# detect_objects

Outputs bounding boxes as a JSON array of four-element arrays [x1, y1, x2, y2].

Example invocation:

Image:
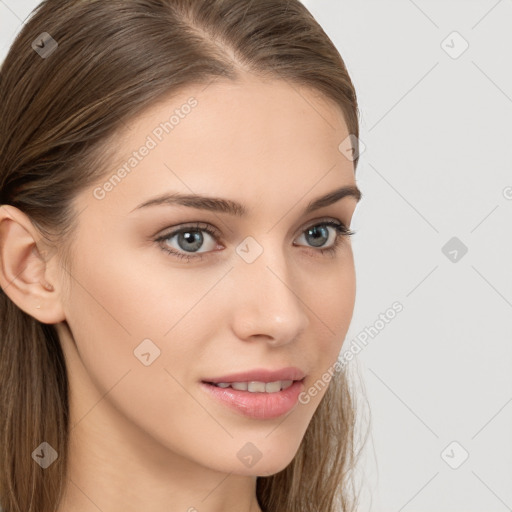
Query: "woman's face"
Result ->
[[54, 74, 357, 475]]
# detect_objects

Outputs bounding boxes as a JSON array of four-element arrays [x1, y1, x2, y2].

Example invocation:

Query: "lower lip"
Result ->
[[201, 379, 304, 420]]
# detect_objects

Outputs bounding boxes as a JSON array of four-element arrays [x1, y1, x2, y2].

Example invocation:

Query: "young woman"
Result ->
[[0, 0, 361, 512]]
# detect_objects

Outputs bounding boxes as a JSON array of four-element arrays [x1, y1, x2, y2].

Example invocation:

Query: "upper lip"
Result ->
[[203, 366, 306, 384]]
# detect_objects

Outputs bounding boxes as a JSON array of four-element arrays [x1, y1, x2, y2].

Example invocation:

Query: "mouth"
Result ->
[[202, 377, 305, 393], [201, 377, 305, 420]]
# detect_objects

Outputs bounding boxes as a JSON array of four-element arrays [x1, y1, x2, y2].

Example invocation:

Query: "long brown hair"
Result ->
[[0, 0, 359, 512]]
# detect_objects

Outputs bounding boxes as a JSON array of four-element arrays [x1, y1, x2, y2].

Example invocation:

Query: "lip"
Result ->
[[202, 366, 306, 384], [201, 379, 305, 420]]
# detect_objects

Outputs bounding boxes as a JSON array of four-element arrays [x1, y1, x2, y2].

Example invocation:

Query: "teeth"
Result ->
[[214, 380, 293, 393]]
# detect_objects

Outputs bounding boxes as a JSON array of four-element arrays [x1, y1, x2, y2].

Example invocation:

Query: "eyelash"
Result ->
[[155, 220, 355, 261]]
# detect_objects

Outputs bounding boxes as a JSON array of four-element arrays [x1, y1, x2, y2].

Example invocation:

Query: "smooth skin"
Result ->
[[0, 75, 357, 512]]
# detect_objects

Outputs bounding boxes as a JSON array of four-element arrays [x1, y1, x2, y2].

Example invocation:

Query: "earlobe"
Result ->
[[0, 205, 65, 324]]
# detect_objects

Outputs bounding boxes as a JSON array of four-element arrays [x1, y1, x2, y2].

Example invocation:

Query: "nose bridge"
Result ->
[[233, 236, 308, 343]]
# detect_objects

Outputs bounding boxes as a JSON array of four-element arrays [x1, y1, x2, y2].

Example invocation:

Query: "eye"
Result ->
[[155, 220, 355, 261], [299, 220, 355, 255], [155, 222, 220, 260]]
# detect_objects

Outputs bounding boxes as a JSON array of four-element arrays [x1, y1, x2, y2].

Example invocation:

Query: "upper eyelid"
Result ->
[[158, 216, 350, 239]]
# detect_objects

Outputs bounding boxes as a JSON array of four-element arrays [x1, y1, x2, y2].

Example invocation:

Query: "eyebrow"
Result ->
[[130, 185, 363, 217]]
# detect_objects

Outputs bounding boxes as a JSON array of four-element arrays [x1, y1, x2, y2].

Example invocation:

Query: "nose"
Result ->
[[230, 242, 309, 346]]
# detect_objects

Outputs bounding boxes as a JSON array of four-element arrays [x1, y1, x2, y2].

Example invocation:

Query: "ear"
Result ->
[[0, 205, 65, 324]]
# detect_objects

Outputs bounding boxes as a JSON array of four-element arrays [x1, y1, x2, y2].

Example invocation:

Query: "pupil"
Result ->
[[178, 231, 203, 251]]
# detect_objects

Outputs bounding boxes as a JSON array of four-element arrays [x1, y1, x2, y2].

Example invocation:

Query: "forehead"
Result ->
[[79, 77, 354, 218]]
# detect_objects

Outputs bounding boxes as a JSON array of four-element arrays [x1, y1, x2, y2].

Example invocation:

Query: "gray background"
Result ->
[[0, 0, 512, 512]]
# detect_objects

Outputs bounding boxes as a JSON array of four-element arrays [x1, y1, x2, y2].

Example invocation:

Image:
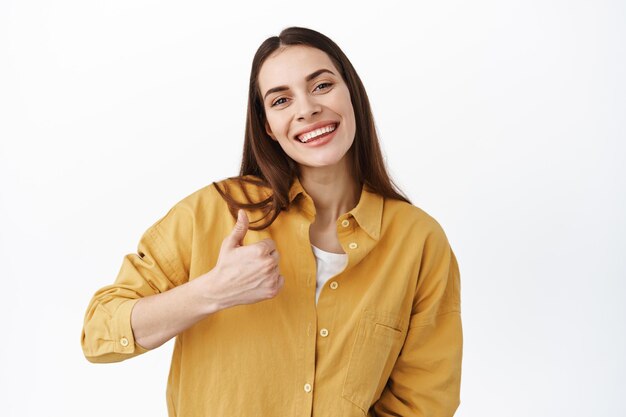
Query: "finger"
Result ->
[[255, 238, 276, 255], [225, 209, 249, 247], [277, 275, 285, 289]]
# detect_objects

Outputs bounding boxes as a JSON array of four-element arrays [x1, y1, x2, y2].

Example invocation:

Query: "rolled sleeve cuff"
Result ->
[[112, 299, 148, 354]]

● ● ● ●

**What to do:**
Scale the listing from its start through the line with "[[0, 0, 361, 512]]", that line included, and leave out the pictures. Multiply each bounding-box coordinate in the answers by 0.55 and round to whole numbers, with halves going up. Keep every other line unchanged.

**Full output:**
# detect_objects

Outputs bounding boxes as a JSON array of four-element arrays [x1, y1, x2, y2].

Example invocation:

Image:
Query: "woman's face"
Result ->
[[30, 41, 196, 261]]
# detect_objects

Outputs bounding boxes as a JSON array of four-element arrays [x1, y1, x2, y2].

Example invocation:

Query: "lower lip"
Result ->
[[111, 208, 167, 231]]
# detect_objects

Outputs bounding boxes as a JSON array of four-element arrays [x1, y1, x2, y2].

Example invocation:

Query: "young woman"
Result ->
[[0, 0, 199, 282]]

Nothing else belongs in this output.